Required work ::
[1] In the passage on Chinese restaurants during the coronavirus, what does Thomas Ho say about the fact that none of Spy C's food comes from China, and what does he blame for the scare?
[2] List every New York City borough or neighborhood named in the passage on Chinese restaurants during the coronavirus.

Source passage ::
──────────
Even the Big Apple’s most beloved Chinese restaurants are in critical condition as the coronavirus keeps customers at bay.
Restaurant owners, the people who work for them and city lawmakers say business at Chinese-owned establishments has plummeted by as much as 60 percent as the global pandemic spreads. Some restaurants in Queens have closed, possibly for good, sources said.
“It’s been terrible for business,” said Thomas Ho, a co-owner of Spy C Cuisine of Forest Hills, Queens, which opened in 2018 and garnered a coveted spot in this year’s Michelin Guide. “We’ve had a steady increase in business since we opened, and then coronavirus hit,” said Ho, who is an anesthesiologist by day and a chef by night.
“None of our food comes from China, but that doesn’t matter to diners. I don’t know what motivated the scare. A lot of it is misinformation,” said Ho, who says business at Spy C is down more than 50 percent from a month ago.
“It’s killed a lot of restaurants and others are just getting by, trying to survive,” said Ho. “A lot of the large Chinese restaurants in Flushing are now closed — for renovations they say, but it’s unlikely they’ll reopen,” said Ho. “Chinatown was also really hit. It’s a lot slower. All you have to do is walk around to notice it.”
──────────
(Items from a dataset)
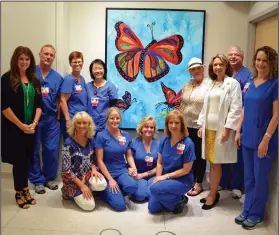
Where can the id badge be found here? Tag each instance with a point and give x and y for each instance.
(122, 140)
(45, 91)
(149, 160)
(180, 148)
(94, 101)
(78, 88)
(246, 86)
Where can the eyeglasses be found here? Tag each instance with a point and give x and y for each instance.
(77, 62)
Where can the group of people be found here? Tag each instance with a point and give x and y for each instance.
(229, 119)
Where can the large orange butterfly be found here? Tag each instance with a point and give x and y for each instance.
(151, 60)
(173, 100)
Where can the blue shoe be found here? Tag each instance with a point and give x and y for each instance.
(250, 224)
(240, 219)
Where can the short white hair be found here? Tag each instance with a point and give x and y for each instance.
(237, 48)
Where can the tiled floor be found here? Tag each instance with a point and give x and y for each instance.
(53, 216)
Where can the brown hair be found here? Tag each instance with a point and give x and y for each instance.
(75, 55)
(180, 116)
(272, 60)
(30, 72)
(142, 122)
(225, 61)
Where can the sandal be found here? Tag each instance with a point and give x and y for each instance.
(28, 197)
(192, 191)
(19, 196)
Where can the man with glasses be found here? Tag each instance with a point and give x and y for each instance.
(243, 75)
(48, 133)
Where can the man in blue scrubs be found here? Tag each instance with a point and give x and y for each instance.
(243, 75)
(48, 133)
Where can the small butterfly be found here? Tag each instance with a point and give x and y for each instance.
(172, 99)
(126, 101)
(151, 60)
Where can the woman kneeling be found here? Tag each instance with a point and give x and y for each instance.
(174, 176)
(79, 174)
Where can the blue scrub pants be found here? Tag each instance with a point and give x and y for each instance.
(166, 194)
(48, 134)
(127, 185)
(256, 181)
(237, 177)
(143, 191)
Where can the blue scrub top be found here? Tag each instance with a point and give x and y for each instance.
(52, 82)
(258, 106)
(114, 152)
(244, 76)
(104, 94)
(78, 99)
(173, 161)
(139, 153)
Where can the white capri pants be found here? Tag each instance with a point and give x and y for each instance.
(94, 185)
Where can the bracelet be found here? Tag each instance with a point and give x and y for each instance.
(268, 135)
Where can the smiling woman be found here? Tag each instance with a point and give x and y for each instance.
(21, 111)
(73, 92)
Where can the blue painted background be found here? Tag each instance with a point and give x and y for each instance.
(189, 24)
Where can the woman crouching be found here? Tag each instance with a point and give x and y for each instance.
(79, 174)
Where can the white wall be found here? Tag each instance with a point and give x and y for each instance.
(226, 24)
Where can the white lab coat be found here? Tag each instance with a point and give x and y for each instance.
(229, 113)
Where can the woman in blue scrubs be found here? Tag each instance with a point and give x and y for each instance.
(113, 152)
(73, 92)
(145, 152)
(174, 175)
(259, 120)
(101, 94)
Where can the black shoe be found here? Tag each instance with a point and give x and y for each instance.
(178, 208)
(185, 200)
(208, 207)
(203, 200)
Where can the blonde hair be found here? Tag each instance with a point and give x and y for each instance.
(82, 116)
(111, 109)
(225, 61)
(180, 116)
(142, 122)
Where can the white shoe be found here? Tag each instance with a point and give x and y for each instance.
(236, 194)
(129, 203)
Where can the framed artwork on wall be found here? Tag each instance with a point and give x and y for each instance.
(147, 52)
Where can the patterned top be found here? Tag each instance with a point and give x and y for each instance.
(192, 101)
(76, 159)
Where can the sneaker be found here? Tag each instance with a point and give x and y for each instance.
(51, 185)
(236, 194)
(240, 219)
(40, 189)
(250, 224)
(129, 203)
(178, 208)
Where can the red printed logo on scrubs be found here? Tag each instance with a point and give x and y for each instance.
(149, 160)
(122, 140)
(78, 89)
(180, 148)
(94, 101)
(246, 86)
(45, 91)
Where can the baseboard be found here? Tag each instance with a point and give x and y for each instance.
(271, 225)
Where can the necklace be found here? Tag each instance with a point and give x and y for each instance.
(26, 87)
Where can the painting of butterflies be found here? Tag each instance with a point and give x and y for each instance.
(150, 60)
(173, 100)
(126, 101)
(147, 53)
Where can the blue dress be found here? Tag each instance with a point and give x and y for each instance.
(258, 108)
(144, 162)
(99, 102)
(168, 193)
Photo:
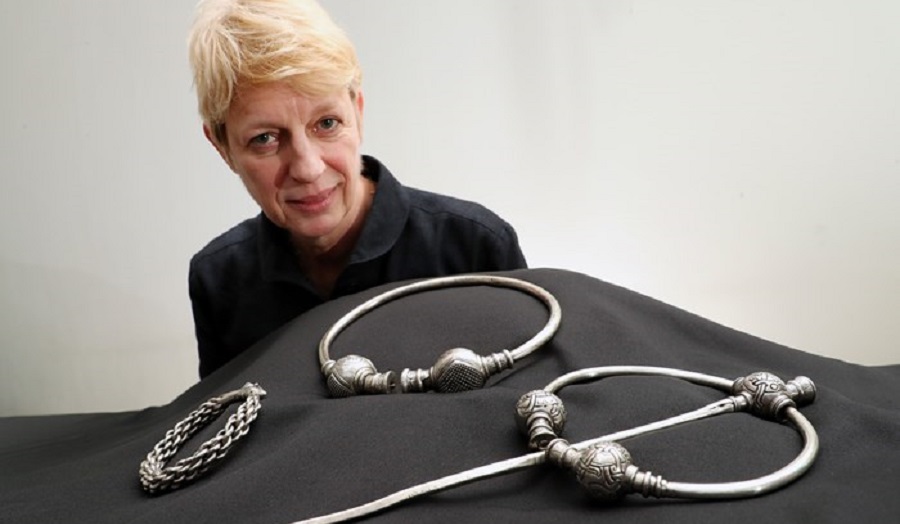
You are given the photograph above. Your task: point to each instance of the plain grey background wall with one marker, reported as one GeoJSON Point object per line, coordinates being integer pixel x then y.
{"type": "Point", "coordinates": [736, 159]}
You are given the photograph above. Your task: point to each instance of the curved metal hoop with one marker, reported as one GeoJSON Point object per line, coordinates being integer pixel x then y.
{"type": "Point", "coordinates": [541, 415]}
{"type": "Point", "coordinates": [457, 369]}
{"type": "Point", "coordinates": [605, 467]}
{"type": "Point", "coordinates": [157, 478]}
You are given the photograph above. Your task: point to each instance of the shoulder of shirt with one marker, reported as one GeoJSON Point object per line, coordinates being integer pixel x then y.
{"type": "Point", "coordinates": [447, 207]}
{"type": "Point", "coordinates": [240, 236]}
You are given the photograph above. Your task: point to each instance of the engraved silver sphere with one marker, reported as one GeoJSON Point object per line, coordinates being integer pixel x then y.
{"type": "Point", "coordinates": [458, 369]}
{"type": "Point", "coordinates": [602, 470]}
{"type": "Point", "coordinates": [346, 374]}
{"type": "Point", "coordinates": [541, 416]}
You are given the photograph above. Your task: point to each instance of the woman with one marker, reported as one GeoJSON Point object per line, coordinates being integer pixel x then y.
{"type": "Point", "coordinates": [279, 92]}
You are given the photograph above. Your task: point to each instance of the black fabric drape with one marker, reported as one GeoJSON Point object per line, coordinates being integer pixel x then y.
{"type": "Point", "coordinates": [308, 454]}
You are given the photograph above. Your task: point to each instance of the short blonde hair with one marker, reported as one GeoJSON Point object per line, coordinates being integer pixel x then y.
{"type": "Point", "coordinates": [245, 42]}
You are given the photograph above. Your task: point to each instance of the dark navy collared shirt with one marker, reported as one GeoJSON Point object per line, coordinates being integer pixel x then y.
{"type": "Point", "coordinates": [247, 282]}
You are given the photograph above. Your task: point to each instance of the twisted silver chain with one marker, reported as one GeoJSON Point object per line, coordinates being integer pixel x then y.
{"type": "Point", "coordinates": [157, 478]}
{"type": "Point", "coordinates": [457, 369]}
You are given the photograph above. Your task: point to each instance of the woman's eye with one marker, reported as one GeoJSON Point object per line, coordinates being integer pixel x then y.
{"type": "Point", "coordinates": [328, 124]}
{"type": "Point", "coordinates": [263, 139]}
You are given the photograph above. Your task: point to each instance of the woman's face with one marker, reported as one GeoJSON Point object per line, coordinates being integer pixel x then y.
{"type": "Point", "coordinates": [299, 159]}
──────────
Per-task outputs ::
[1] Ho says it doesn't matter to diners that none of the restaurant's food comes from China. He says he doesn't know what motivated the scare, but a lot of it is misinformation.

[2]
- Queens
- Forest Hills
- Flushing
- Chinatown